Dataset excerpts on pointing to objects:
+--

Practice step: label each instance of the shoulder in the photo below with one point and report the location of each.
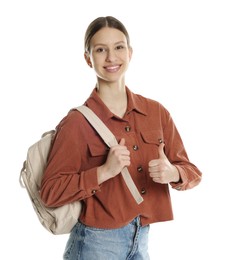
(72, 120)
(148, 105)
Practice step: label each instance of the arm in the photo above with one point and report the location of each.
(173, 165)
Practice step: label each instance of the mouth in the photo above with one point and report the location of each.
(112, 68)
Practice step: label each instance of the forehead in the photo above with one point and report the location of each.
(108, 36)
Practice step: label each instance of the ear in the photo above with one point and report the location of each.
(130, 52)
(87, 58)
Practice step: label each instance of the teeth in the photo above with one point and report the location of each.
(112, 68)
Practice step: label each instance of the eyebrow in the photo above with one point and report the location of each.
(116, 43)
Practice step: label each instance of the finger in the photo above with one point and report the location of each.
(161, 151)
(122, 141)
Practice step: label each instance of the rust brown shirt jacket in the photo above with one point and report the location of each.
(77, 151)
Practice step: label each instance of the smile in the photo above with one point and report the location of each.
(112, 68)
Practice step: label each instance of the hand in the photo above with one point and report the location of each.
(118, 158)
(161, 170)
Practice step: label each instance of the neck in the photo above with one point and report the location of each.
(114, 97)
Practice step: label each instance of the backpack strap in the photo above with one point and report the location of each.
(110, 140)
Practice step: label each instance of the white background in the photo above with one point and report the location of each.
(179, 59)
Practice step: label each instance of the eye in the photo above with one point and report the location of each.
(120, 47)
(100, 50)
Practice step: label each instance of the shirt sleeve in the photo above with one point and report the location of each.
(190, 175)
(63, 180)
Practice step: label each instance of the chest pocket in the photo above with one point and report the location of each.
(97, 149)
(151, 141)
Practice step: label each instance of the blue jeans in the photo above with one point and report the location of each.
(127, 243)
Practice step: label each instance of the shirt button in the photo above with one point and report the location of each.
(135, 147)
(139, 169)
(143, 191)
(127, 128)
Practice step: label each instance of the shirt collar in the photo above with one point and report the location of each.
(96, 104)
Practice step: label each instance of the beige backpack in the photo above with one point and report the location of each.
(62, 219)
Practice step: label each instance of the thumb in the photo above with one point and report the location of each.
(161, 151)
(122, 141)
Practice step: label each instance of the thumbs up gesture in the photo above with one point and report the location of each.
(161, 170)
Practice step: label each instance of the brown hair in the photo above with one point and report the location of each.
(99, 23)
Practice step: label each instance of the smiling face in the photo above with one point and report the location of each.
(109, 54)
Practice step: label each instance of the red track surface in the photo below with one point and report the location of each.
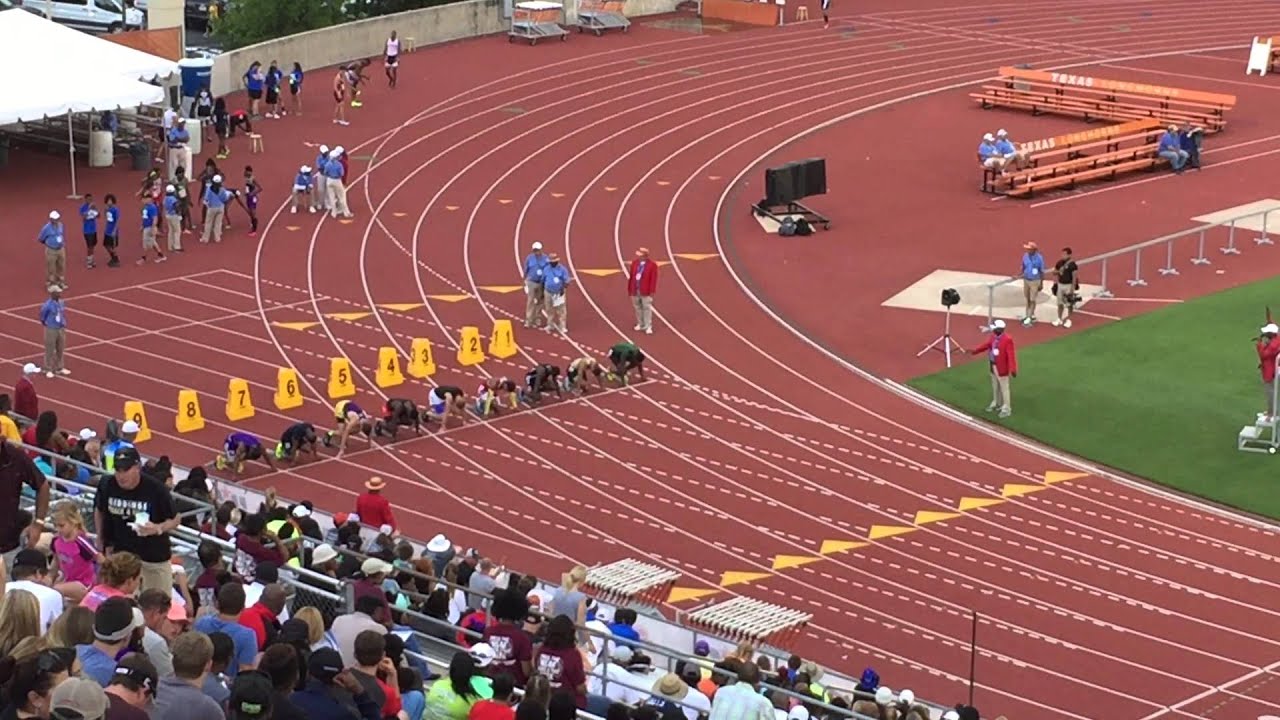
(1097, 598)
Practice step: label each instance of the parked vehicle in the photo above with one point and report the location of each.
(90, 16)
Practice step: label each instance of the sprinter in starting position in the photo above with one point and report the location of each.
(240, 447)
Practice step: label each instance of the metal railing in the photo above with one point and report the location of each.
(663, 647)
(1196, 242)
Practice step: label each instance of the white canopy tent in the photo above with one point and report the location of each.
(80, 73)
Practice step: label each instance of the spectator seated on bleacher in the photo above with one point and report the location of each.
(1171, 149)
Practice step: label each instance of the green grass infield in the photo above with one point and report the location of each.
(1160, 395)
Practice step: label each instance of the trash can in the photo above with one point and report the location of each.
(140, 154)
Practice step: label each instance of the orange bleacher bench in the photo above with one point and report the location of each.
(1098, 99)
(1066, 160)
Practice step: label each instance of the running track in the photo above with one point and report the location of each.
(1097, 598)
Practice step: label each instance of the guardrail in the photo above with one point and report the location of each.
(1197, 242)
(667, 642)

+--

▸ **The exercise**
Copy out every entry above word for word, omitting the pictures.

▸ **The response**
Practice step: label each instance of the shoulder in the photo below with one point and report the location of each.
(72, 120)
(148, 105)
Practice step: label each instance of the arm in the photo above with one point and report the location of each.
(173, 165)
Practice step: label each instance of the mouth in the photo above with one point and report the location of each.
(112, 68)
Practice step: label each instance of the forehead in the photo above with one point and report the location of each.
(108, 36)
Practice step: label each instance of the ear in the photo above with one point and report the location of each.
(130, 52)
(87, 58)
Practice step: label each instance of the teeth in the photo above with one point and report the location of each.
(112, 68)
Practice step: label each instance of the eyebrow in the photo above with one point and report the location of each.
(116, 43)
Practice step: label each instance of the finger in the photo above with one point and report the location of each.
(161, 151)
(122, 141)
Practice step: label each instance of the rust brown shirt jacket in the photo above with one point and report the location of each.
(77, 151)
Practice step: label each instance of the smile in the photo above with one point and report the location of each.
(112, 68)
Practice step: label each instance of the hand in the photo above with one point and report the location of each.
(118, 158)
(161, 170)
Practice step: label each instance of the neck in the photo above with one point and report the location of each.
(114, 97)
Practice step: label each instance of the backpack strap in the photo above with one point and report the location of each.
(110, 140)
Practice step: label each instance of the white background in the photo above with one point and report the location of each.
(179, 59)
Practice step: label each instance of the eye in the photo above with one point and report the location of each.
(120, 47)
(100, 50)
Practice step: label each instance of the shirt sleeve in the photo above with one point and report the location of each.
(190, 175)
(63, 180)
Practice step: label each instance of the chest pocket in the photo above with one point and report the location of each.
(97, 149)
(151, 141)
Practice step: label each instance of the blue jeans in the photo above with one point and report the location of each.
(127, 243)
Practice step: label each instance of the shirt button in the photo above with one point and report the location of each.
(135, 147)
(139, 169)
(143, 191)
(127, 128)
Practice step: label each instance of the shirt collar in the photo above with one point and report the location of each.
(96, 104)
Practice step: label each instance of the beige backpack in the photo above with one point and report the location of each.
(62, 219)
Practice step: label each instance of the thumb in the photo above with one point and report the location of each.
(161, 151)
(122, 141)
Practice step: label each instance of the thumbs up gesture in the photo above with one point and report the location of each.
(161, 170)
Practice step: label each instance of the brown hair in the photo above with one point and report the location of each.
(99, 23)
Practice step: label each instance of the smiling face in the photo above with one point and report the location of each.
(109, 54)
Practice step: label each instance of the red track surface in the photo below with one point and report the location of each.
(1097, 598)
Practice step: label each instance of the parked vehicle in the photo above with one point and report the location of each.
(90, 16)
Practice step: label each instance of the sprinter in starting position in the photo above with one point and report the location of each.
(240, 447)
Practice step: label each instance of the metal railing in the photo above with one point and report the location of each.
(663, 647)
(1196, 242)
Practice step: label each instance of the white canopy tent in the photo above with one point and report the location of each.
(80, 73)
Practice step: label each instance of the spectator seated on bleacher in the photo above with one point and report the location of each.
(1171, 149)
Practice step: label each instance of the green grass infield in the photo above with one point and report the location of each.
(1160, 395)
Practice step: label each instance of the trash can in the photo above with one point and report the location of each.
(140, 154)
Practice step: label each instance of the orange bleacher bench in the photo above with one point and report the location of each.
(1098, 99)
(1066, 160)
Practice step: label each instance of the running track in the photo above with one point and report the location of each.
(1097, 598)
Practice step: label each instance of the guardrail in the photo above with one point and report the location of each.
(1197, 242)
(667, 642)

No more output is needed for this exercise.